- Raw records:

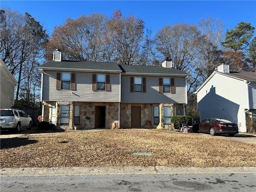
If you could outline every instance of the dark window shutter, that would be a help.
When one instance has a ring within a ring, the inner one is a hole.
[[[146,77],[142,77],[142,93],[146,93]]]
[[[110,75],[108,74],[106,75],[106,90],[110,90]]]
[[[163,78],[159,78],[159,93],[163,93]]]
[[[61,81],[60,80],[60,73],[57,73],[57,82],[56,83],[56,89],[60,90],[61,89]]]
[[[174,86],[174,78],[171,78],[171,93],[175,93],[175,87]]]
[[[134,92],[134,79],[133,77],[130,78],[130,91],[131,92]]]
[[[96,74],[92,74],[92,90],[97,90],[97,80],[96,79]]]
[[[76,74],[71,73],[71,90],[76,90]]]

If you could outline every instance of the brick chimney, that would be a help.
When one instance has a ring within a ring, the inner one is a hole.
[[[166,68],[174,68],[174,64],[172,64],[172,60],[168,57],[165,58],[165,60],[162,64],[162,66]]]
[[[53,52],[53,61],[61,61],[62,60],[62,53],[58,49],[56,49],[56,51]]]
[[[222,73],[229,73],[229,65],[222,63],[217,68],[217,70]]]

- Task to complete:
Reproduce the material from its beginning through the line that holds "[[[76,74],[71,73],[71,90],[76,90]]]", both ends included. Leave the picture out.

- Response:
If you could outline every instance of the dark window shutter, that would be a help.
When one instance has a ring within a ring, the inner one is a hole.
[[[146,77],[142,77],[142,93],[146,93]]]
[[[110,75],[108,74],[106,75],[106,90],[110,90]]]
[[[163,78],[159,78],[159,93],[163,93]]]
[[[61,81],[60,80],[60,73],[57,73],[57,82],[56,83],[56,89],[60,90],[61,89]]]
[[[174,86],[174,78],[171,78],[171,93],[175,93],[175,87]]]
[[[134,92],[134,79],[133,77],[130,78],[130,91],[131,92]]]
[[[96,74],[92,74],[92,90],[97,90],[97,80],[96,79]]]
[[[76,74],[71,73],[71,90],[76,90]]]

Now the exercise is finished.